── Supplied passage

I thought the trailer was excellent, and I was really excited to go tonight. The other reason I was curious to see the film is because of Albert's recent appearance at the WGA's Words Into Pictures conference at the Loews Santa Monica Beach Hotel. He was part of a panel talking about the state of the art of comedy in film right now, along with James L. Brooks, Harry Shearer, Janeane Garafalo, Norm MacDonald, David Zucker, and Ed Solomon.

Over the course of the panel, Albert Brooks managed to attack Adam Sandler openly, blaming him for much of what is wrong in film comedy today. The panel has been much discussed in the media since, with many people lining up behind Brooks automatically. After all, his films have managed to be smart and hysterical over the years without ever selling out or dumbing down what he does. He sees Sandler's work as lowest common denominator, and a waste of effort. It's easy to beat up Sandler after something like THE WATERBOY, and everyone seemed to feel good about agreeing with Albert.

But he's wrong.

In this case, at this point in time, he's wrong.

────
── Given data

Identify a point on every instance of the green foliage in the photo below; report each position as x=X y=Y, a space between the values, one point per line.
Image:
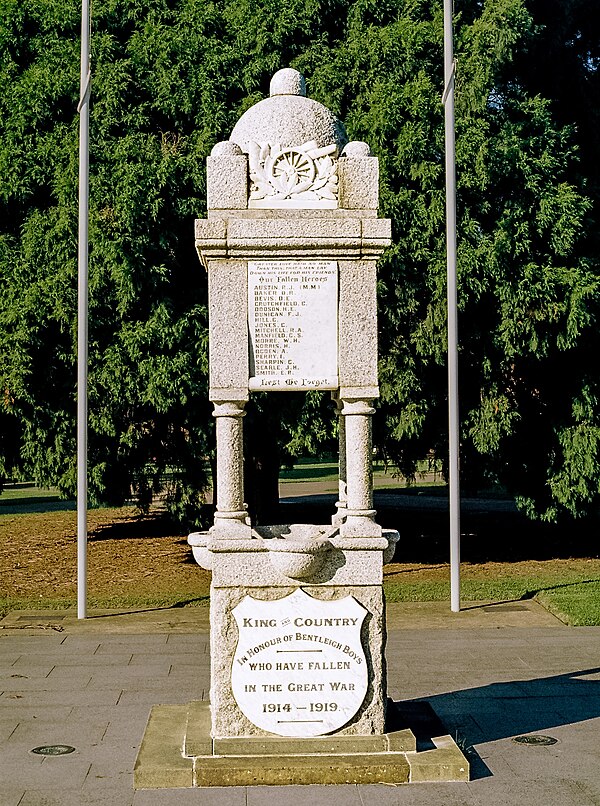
x=169 y=80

────

— Set tasks —
A) In the passage about the comedy panel, list every panelist named alongside Albert Brooks.
B) Check each statement against the passage about the comedy panel. Answer yes or no and quote the deciding words. (i) The conference was held at the Loews Santa Monica Beach Hotel. (ii) The writer thought poorly of the trailer. (iii) The writer agrees with Albert Brooks about Adam Sandler.

— The replies —
A) James L. Brooks, Harry Shearer, Janeane Garafalo, Norm MacDonald, David Zucker, Ed Solomon

B)
(i) Yes: "the WGA's Words Into Pictures conference at the Loews Santa Monica Beach Hotel"
(ii) No: "I thought the trailer was excellent"
(iii) No: "But he's wrong."